La crise du logement au Canada: Qui dirige le spectacle – et pour qui?  

Le concept le plus élémentaire et le plus fondamental de l’économie est « l’offre et la demande. » Même une personne qui n’a jamais ouvert un manuel d’économie est probablement familière avec ce terme. Nos dirigeants politiques seraient au courant des théories économiques et nos dirigeants financiers sont vraisemblablement des experts. Et pourtant, lorsqu’il s’agit de ce qui se passe sur le marché canadien du logement, le concept selon lequel une hausse de la demande pourrait faire augmenter le prix de l’offre semble aussi insaisissable que le Yéti pour nos dirigeants et nos courtiers, depuis le premier ministre jusqu’à la base.

Ce n’est un secret pour personne que le coût du logement au Canada est monté en flèche. Selon une étude d’Oxford Economics datant de mai 2021, Vancouver, Toronto et Hamilton sont les trois villes les moins abordables d’Amérique du Nord. Cinq villes canadiennes se trouvent dans les dix premières de cette catégorie, selon le rapport. Le rapport indique que les logements au Canada sont 34% plus chers que ce que le ménage à revenu médian peut se permettre. Le coût élevé du logement a eu pour effet d’exclure de nombreux Canadiens, en particulier les premiers acheteurs et la plupart des nouveaux arrivants, du marché de l’accession à la propriété.

Si une demande croissante est à l’origine de cette forte augmentation du coût du logement, qu’est-ce qui se cache derrière? Serait-ce l’augmentation incessante du nombre de personnes ayant besoin d’un logement? Les niveaux d’immigration déjà très élevés du Canada, un quart de million ou plus par an depuis 1990 (ne concurrençant que l’Australie pour la première place par habitant dans le monde industrialisé), ont récemment été presque doublés par le gouvernement Trudeau pour atteindre près d’un demi-million par an. Dans son livre de 2010 intitulé Millionaire Migrants, David Ley, professeur émérite de géographie à l’UBC, a constaté un coefficient de corrélation positif de 0,94 entre les prix des maisons à Vancouver et à Toronto et la migration internationale nette, une corrélation qu’il a qualifiée d' »exceptionnellement décisive. » Cette constatation est conforme à la corrélation entre la forte immigration et les prix élevés des logements dans d’autres villes mondiales. Les prix des logements varient en fonction de l’endroit où vivent les immigrants et, au Canada, la plupart choisissent de vivre dans de grandes villes comme Toronto et Vancouver. Le taux de croissance net d’environ 1% par an de ces deux villes est presque entièrement dû aux nouveaux arrivants nés à l’étranger. Ce chiffre ne tient pas compte du million d’étudiants étrangers et de travailleurs munis d’un visa temporaire qui se trouvent au Canada à un moment donné. Comme Sherlock Holmes pourrait le dire à Watson, la réponse au problème des coûts élevés du logement au Canada est élémentaire.

───

**Série de consignes:**
**1.** Recopiez tout le passage du texte sur la crise du logement qui va de « La crise du » jusqu'à « jusqu’à la base. ».
**2.** D'après le texte sur la crise du logement, pourquoi les prix des maisons grimpent-ils surtout à Toronto et à Vancouver ? Répondez en une à trois phrases.
**3.** Répondez à ces questions à partir du texte sur la crise du logement :
(a) Selon l'étude d'Oxford Economics de mai 2021, quelles sont les trois villes les moins abordables d'Amérique du Nord ?
(b) Quel coefficient de corrélation David Ley a-t-il relevé entre les prix des maisons à Vancouver et à Toronto et la migration internationale nette ?
(c) À quel niveau annuel le gouvernement Trudeau a-t-il porté l'immigration ?

───

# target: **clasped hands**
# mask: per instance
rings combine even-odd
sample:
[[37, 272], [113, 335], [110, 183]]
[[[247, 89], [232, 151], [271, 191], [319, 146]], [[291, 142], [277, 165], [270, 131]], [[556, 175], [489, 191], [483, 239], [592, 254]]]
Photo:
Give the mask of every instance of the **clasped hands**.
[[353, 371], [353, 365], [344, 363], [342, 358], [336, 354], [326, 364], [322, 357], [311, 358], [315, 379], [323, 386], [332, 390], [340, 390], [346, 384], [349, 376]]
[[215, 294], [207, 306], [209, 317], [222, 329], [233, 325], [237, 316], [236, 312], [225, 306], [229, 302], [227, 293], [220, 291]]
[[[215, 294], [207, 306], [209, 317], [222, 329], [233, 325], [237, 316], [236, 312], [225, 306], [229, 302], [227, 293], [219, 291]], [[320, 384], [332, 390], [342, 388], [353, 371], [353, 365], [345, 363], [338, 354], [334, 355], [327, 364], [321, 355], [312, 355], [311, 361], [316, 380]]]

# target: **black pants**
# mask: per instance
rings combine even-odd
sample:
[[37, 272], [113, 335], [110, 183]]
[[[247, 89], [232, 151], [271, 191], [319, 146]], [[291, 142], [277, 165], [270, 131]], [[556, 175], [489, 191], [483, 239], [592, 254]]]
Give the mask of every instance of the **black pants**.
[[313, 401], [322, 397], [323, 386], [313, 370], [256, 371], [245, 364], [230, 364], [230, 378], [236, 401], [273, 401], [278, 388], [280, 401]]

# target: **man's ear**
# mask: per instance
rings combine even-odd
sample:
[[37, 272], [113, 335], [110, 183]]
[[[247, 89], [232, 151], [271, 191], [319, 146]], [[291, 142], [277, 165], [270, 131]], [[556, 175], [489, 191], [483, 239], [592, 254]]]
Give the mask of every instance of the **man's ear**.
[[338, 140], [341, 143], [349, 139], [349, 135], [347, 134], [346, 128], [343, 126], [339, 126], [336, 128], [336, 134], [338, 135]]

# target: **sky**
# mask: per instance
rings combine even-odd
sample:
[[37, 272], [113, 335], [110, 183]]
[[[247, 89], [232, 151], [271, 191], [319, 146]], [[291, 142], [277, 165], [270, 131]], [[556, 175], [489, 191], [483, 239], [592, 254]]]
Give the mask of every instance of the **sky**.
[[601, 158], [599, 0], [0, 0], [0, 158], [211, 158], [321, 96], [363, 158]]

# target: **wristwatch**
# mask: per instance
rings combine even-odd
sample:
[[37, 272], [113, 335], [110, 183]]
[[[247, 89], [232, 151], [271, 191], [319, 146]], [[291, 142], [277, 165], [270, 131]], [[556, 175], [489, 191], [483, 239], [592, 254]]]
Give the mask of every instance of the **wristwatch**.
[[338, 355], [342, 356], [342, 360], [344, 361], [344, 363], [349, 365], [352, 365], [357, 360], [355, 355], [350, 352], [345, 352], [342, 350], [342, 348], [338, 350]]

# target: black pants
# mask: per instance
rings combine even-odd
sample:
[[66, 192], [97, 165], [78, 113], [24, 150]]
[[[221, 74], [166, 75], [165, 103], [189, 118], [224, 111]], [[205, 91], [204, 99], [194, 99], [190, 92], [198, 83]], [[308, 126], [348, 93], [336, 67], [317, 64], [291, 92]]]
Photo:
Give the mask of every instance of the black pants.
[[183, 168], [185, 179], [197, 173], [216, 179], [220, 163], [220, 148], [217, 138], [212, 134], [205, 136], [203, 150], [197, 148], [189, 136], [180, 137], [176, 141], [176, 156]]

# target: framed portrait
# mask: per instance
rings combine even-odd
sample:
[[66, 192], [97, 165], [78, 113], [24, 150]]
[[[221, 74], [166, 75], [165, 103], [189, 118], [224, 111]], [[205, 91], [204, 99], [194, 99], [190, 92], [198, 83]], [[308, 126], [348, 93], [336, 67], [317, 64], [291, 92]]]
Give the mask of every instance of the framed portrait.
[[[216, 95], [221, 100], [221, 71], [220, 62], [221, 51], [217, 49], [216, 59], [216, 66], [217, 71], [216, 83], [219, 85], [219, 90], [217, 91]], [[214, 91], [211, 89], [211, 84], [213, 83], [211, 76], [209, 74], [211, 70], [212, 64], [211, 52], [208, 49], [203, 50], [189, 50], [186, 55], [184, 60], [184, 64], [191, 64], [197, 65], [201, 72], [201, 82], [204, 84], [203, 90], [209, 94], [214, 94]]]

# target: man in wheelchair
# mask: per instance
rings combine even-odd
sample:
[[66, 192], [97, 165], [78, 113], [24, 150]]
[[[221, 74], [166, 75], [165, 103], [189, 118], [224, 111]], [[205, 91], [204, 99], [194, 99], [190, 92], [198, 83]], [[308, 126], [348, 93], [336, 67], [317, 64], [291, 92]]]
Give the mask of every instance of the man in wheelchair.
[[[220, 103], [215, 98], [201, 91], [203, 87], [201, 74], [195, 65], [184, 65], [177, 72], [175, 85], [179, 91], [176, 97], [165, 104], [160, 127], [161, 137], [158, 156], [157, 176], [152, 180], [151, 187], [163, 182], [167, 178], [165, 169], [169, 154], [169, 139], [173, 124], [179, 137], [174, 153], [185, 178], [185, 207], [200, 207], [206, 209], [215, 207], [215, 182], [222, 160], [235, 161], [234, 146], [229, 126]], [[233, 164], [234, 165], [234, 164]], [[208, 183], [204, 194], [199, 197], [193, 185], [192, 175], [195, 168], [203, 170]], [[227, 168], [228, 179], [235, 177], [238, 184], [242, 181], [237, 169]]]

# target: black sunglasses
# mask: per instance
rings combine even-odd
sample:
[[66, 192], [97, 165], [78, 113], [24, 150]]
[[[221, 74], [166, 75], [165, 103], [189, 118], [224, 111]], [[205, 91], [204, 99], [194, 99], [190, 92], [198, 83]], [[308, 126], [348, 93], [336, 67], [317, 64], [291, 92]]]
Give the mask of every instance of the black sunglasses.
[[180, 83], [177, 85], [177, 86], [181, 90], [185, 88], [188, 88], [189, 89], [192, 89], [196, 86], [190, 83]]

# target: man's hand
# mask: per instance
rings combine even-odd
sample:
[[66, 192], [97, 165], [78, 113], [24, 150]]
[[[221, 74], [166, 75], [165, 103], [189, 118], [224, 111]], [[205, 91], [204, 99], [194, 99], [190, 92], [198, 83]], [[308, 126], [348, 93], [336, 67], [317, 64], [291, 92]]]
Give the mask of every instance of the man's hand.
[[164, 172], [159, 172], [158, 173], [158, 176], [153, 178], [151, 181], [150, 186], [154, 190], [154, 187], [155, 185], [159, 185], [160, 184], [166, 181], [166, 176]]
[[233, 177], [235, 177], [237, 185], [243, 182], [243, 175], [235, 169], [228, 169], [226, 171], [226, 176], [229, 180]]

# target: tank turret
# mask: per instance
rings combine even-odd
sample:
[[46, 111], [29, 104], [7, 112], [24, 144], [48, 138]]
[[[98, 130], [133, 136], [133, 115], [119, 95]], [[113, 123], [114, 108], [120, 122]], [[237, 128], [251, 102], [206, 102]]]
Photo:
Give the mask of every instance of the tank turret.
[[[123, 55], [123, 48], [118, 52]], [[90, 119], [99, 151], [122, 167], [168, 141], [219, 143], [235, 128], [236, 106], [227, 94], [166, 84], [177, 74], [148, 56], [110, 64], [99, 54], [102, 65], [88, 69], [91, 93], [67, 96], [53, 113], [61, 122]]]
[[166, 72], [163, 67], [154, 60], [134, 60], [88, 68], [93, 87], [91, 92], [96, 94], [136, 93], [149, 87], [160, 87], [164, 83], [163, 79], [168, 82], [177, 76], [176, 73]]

───

**Corrigé des exercices:**
**1.**
La crise du logement au Canada: Qui dirige le spectacle – et pour qui?  

Le concept le plus élémentaire et le plus fondamental de l’économie est « l’offre et la demande. » Même une personne qui n’a jamais ouvert un manuel d’économie est probablement familière avec ce terme. Nos dirigeants politiques seraient au courant des théories économiques et nos dirigeants financiers sont vraisemblablement des experts. Et pourtant, lorsqu’il s’agit de ce qui se passe sur le marché canadien du logement, le concept selon lequel une hausse de la demande pourrait faire augmenter le prix de l’offre semble aussi insaisissable que le Yéti pour nos dirigeants et nos courtiers, depuis le premier ministre jusqu’à la base.

**2.** Les prix des logements varient selon l'endroit où vivent les immigrants, et au Canada la plupart d'entre eux choisissent les grandes villes comme Toronto et Vancouver. La croissance nette d'environ 1 % par an de ces deux villes est presque entièrement due aux nouveaux arrivants nés à l'étranger.

**3.**
(a) Vancouver, Toronto et Hamilton.
(b) Un coefficient de corrélation positif de 0,94.
(c) Près d'un demi-million par an.